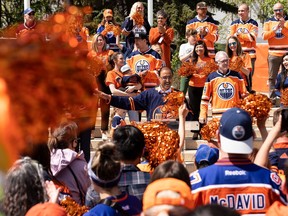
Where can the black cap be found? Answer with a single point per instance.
(141, 35)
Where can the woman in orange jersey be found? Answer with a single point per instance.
(203, 65)
(115, 79)
(239, 61)
(163, 35)
(100, 53)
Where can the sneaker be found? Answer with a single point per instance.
(104, 137)
(195, 136)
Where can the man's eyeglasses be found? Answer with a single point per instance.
(224, 61)
(166, 78)
(278, 10)
(232, 44)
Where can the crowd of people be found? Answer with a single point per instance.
(137, 76)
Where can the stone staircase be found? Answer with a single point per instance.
(190, 146)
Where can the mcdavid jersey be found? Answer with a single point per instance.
(237, 184)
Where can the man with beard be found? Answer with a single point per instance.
(150, 100)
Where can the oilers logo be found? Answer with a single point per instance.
(226, 91)
(139, 29)
(243, 31)
(110, 34)
(142, 65)
(238, 132)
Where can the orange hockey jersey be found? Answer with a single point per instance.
(149, 60)
(224, 90)
(211, 27)
(246, 33)
(277, 41)
(164, 40)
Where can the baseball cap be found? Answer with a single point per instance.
(236, 132)
(46, 209)
(206, 153)
(28, 10)
(151, 196)
(125, 68)
(141, 35)
(108, 12)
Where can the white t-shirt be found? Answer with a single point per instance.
(185, 49)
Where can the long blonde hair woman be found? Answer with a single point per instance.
(100, 52)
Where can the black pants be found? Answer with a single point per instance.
(104, 107)
(195, 94)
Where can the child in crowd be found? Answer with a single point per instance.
(105, 172)
(118, 119)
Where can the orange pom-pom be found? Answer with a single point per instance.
(209, 130)
(161, 143)
(138, 18)
(284, 97)
(237, 64)
(187, 69)
(173, 101)
(72, 208)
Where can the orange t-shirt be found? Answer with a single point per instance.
(203, 68)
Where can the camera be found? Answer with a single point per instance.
(284, 124)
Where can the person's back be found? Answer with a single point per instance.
(234, 181)
(67, 166)
(105, 171)
(129, 142)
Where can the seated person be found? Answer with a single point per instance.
(128, 79)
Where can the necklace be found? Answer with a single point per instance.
(31, 27)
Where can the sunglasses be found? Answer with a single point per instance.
(232, 44)
(278, 10)
(224, 61)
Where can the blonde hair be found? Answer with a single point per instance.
(63, 136)
(134, 7)
(94, 43)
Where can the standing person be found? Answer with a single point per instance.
(206, 26)
(282, 80)
(278, 209)
(136, 22)
(145, 61)
(185, 54)
(67, 166)
(105, 172)
(203, 66)
(25, 187)
(163, 34)
(239, 61)
(28, 25)
(275, 30)
(223, 88)
(108, 21)
(129, 147)
(117, 119)
(246, 30)
(112, 81)
(100, 52)
(234, 181)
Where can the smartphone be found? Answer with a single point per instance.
(284, 124)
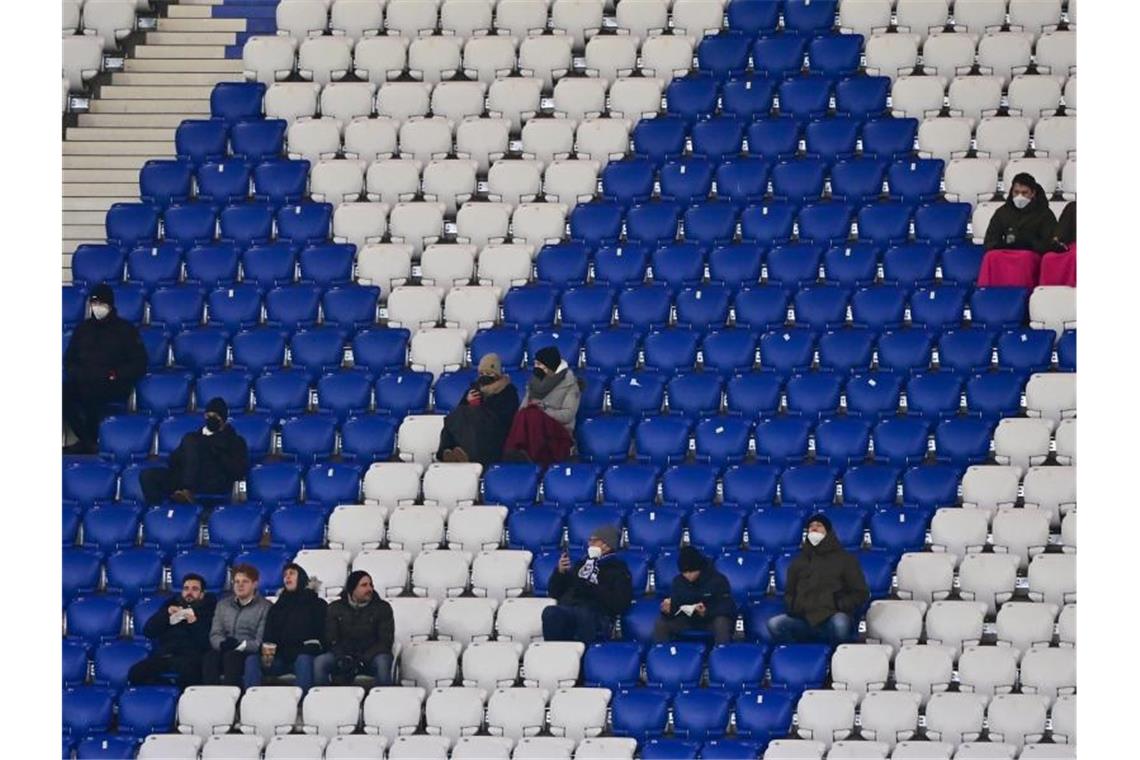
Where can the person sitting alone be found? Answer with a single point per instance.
(477, 428)
(700, 599)
(543, 428)
(824, 588)
(209, 460)
(591, 594)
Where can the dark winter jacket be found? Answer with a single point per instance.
(604, 585)
(222, 459)
(295, 618)
(1032, 227)
(106, 350)
(361, 631)
(181, 638)
(711, 588)
(823, 580)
|---|
TASK INSTRUCTIONS: Convert all of the rows above into a Markdown table with the columns "No." and "Entry," numbering each line and skipping any blank lines. Leave the pictures out of the table.

ANSWER TO THIS EXERCISE:
| No. | Entry |
|---|---|
| 1 | Where can the black cap be found? Answer with a single point per instance. |
| 2 | (141, 35) |
| 3 | Where can the woman in orange jersey be found? Answer with a single point per instance. |
| 4 | (203, 65) |
| 5 | (115, 79) |
| 6 | (239, 61) |
| 7 | (163, 35) |
| 8 | (100, 53) |
| 9 | Where can the sneaker be found? Answer with a single point per instance. |
| 10 | (104, 137) |
| 11 | (195, 136) |
| 12 | Where can the man's eyeglasses be found? Answer with a single point per instance. |
| 13 | (224, 61) |
| 14 | (166, 78) |
| 15 | (278, 10) |
| 16 | (232, 44) |
| 17 | Where can the crowd of people be found? Answer with a single point per instance. |
| 18 | (137, 76) |
| 19 | Where can the stone staircase be found? Answer with a single point per instance. |
| 20 | (190, 146) |
| 21 | Where can the mcdavid jersey be found? Answer with a single point per instance. |
| 22 | (237, 184) |
| 23 | Where can the man with beard be found? Answer with a single point per instance. |
| 24 | (150, 100) |
| 25 | Where can the oilers logo be found? Answer with a single point per instance. |
| 26 | (226, 91) |
| 27 | (139, 29) |
| 28 | (243, 31) |
| 29 | (110, 34) |
| 30 | (142, 65) |
| 31 | (238, 132) |
| 32 | Where can the orange hockey jersey be found? Answer with a single point per instance. |
| 33 | (149, 60) |
| 34 | (224, 90) |
| 35 | (211, 27) |
| 36 | (246, 33) |
| 37 | (277, 41) |
| 38 | (164, 40) |
| 39 | Where can the baseball cap be found? Answer with a single point per instance. |
| 40 | (236, 132) |
| 41 | (46, 209) |
| 42 | (206, 153) |
| 43 | (28, 10) |
| 44 | (151, 196) |
| 45 | (125, 68) |
| 46 | (141, 35) |
| 47 | (108, 12) |
| 48 | Where can the white t-shirt be found? Answer with a single point per instance. |
| 49 | (185, 49) |
| 50 | Where can the long blonde hair woman be found? Answer with a single point per instance. |
| 51 | (100, 52) |
| 52 | Where can the black pants be found? Answer with a single point per instance. |
| 53 | (104, 107) |
| 54 | (195, 94) |
| 55 | Where can the child in crowd be found? Answer with a single point per instance. |
| 56 | (105, 172) |
| 57 | (118, 119) |
| 58 | Where can the orange pom-pom be found? Answer with a single point per instance. |
| 59 | (209, 130) |
| 60 | (161, 143) |
| 61 | (138, 18) |
| 62 | (284, 97) |
| 63 | (237, 64) |
| 64 | (187, 69) |
| 65 | (173, 101) |
| 66 | (72, 208) |
| 67 | Where can the orange t-shirt be found? Answer with a single point per instance. |
| 68 | (203, 68) |
| 69 | Where can the camera be found? Answer with a single point per instance. |
| 70 | (284, 124) |
| 71 | Where can the person's back be found? Answer with a single point per instance. |
| 72 | (234, 181) |
| 73 | (67, 166) |
| 74 | (105, 171) |
| 75 | (129, 142) |
| 76 | Where can the seated person be found? Answer with a single point per instance. |
| 77 | (128, 79) |
| 78 | Where can the necklace be found? Answer with a single point per instance. |
| 79 | (31, 27) |
| 80 | Where can the sunglasses be found? Answer with a single point per instance. |
| 81 | (232, 44) |
| 82 | (278, 10) |
| 83 | (224, 61) |
| 84 | Where can the blonde hair be found? Answer with a single point per instance. |
| 85 | (63, 136) |
| 86 | (134, 7) |
| 87 | (94, 43) |
| 88 | Where can the standing person be found? Answer with a single point per instance. |
| 89 | (206, 26) |
| 90 | (282, 80) |
| 91 | (278, 209) |
| 92 | (136, 22) |
| 93 | (145, 61) |
| 94 | (185, 54) |
| 95 | (67, 166) |
| 96 | (105, 172) |
| 97 | (203, 66) |
| 98 | (25, 187) |
| 99 | (163, 34) |
| 100 | (239, 61) |
| 101 | (28, 25) |
| 102 | (275, 30) |
| 103 | (223, 88) |
| 104 | (108, 21) |
| 105 | (129, 147) |
| 106 | (117, 119) |
| 107 | (246, 30) |
| 108 | (112, 81) |
| 109 | (100, 52) |
| 110 | (234, 181) |
| 111 | Where can the smartphone be found? Answer with a single point per instance. |
| 112 | (284, 124) |
| 113 | Where can the person sitting alone be found? Answer with a single point per instance. |
| 114 | (477, 428) |
| 115 | (700, 599) |
| 116 | (543, 428) |
| 117 | (824, 588) |
| 118 | (209, 460) |
| 119 | (591, 594) |
| 120 | Where can the dark winter jacket be found? Answer with a single point per instance. |
| 121 | (604, 585) |
| 122 | (222, 459) |
| 123 | (295, 618) |
| 124 | (1032, 227) |
| 125 | (106, 350) |
| 126 | (361, 631) |
| 127 | (181, 638) |
| 128 | (711, 588) |
| 129 | (823, 580) |